▸ Tâches à réaliser:
- 1) Répondez, s'il vous plaît, à ces questions sur le texte consacré à la proclamation de RSF :
(a) À quelle date RSF a-t-elle demandé aux responsables de culte de signer la proclamation ?
(b) Combien de signatures l'initiative avait-elle reçues fin mars 2015 ?
(c) Combien de personnalités comptait le comité de soutien ?
- 2) Transformez en CSV à deux colonnes, consigne et reponse, les enregistrements allant de la ligne qui contient « If you could pin the man's face » jusqu'à la fin des enregistrements incluse. Chaque ligne du CSV réunit un texte et sa réponse, chacun dans un seul champ entre guillemets, les sauts de ligne remplacés par des espaces.

▸ Texte fourni:
^^^^

Dernière actualisation : 03/11/2015, 18:21

Le 3 février 2015, Reporters Sans Frontières (RSF) demandait aux responsables de culte de « signer la proclamation pour la liberté d’expression » à travers plusieurs encarts publicitaires dans la presse quotidienne. Le 5 février, la Conférence des Evêques de France demandait à ses membres de ne pas signer ce texte.

Fin mars 2015, je souhaite voir qui a signé et qui n’a pas signé. A date, l’initiative a seulement reçu 30 signatures malgré le soutien de la Mosquée de Paris, de la Fédération Protestante et de l’Union Bouddhiste et malgré un imposant comité de soutien comptant lui-même 28 personnalités. Clairement, l’initiative lancée par RSF a fait un bide.

Au-delà de ce bide, la proclamation, ses ambiguïtés, ses oublis et la démarche de RSF m’interpellent, avec une question en arrière-plan : et si le véritable enjeu de la proclamation était de permettre aux responsables du culte musulman de montrer patte blanche sur la liberté d’expression, sans frais, ni engagement ?

^^^^

▸ Enregistrements sources:
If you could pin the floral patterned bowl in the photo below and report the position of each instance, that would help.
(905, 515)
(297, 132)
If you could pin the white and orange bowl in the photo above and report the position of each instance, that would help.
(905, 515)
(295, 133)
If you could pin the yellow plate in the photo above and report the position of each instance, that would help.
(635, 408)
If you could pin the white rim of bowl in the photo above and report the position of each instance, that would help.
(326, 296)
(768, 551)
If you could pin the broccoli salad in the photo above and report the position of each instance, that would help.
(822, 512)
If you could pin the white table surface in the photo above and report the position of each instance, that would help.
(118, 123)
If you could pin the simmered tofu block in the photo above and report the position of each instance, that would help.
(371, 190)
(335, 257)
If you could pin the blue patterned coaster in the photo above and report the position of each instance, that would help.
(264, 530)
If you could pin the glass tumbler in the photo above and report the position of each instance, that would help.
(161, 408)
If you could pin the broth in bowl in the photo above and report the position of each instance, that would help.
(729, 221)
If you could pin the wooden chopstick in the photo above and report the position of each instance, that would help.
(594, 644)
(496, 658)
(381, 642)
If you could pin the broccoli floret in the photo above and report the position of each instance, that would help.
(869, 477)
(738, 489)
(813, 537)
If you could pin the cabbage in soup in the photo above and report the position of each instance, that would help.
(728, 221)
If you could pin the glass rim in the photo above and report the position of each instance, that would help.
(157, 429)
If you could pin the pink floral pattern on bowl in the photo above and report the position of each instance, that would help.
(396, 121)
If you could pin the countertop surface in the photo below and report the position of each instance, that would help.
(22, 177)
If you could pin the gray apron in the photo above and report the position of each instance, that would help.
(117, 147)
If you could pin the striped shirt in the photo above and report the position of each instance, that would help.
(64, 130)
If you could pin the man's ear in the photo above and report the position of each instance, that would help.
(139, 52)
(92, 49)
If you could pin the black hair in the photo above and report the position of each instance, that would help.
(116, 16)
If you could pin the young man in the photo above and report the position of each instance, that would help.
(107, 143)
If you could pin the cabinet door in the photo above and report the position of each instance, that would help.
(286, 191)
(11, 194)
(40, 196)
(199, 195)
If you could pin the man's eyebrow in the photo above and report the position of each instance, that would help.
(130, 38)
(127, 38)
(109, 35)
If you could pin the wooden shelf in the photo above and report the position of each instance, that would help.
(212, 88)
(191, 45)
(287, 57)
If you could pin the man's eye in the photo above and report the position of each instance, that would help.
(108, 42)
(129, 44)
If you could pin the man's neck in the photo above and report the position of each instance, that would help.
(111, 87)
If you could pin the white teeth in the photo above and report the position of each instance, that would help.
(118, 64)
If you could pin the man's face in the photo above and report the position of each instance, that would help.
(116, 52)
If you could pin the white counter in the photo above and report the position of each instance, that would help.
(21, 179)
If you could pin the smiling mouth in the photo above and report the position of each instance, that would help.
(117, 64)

^^^^

▸ Résultats de l'exercice:
- 1)
(a) Le 3 février 2015.
(b) 30 signatures.
(c) 28 personnalités.

- 2)
consigne,reponse
"If you could pin the man's face in the photo above and report the position of each instance, that would help.","(116, 52)"
"If you could pin the white counter in the photo above and report the position of each instance, that would help.","(21, 179)"
"If you could pin the smiling mouth in the photo above and report the position of each instance, that would help.","(117, 64)"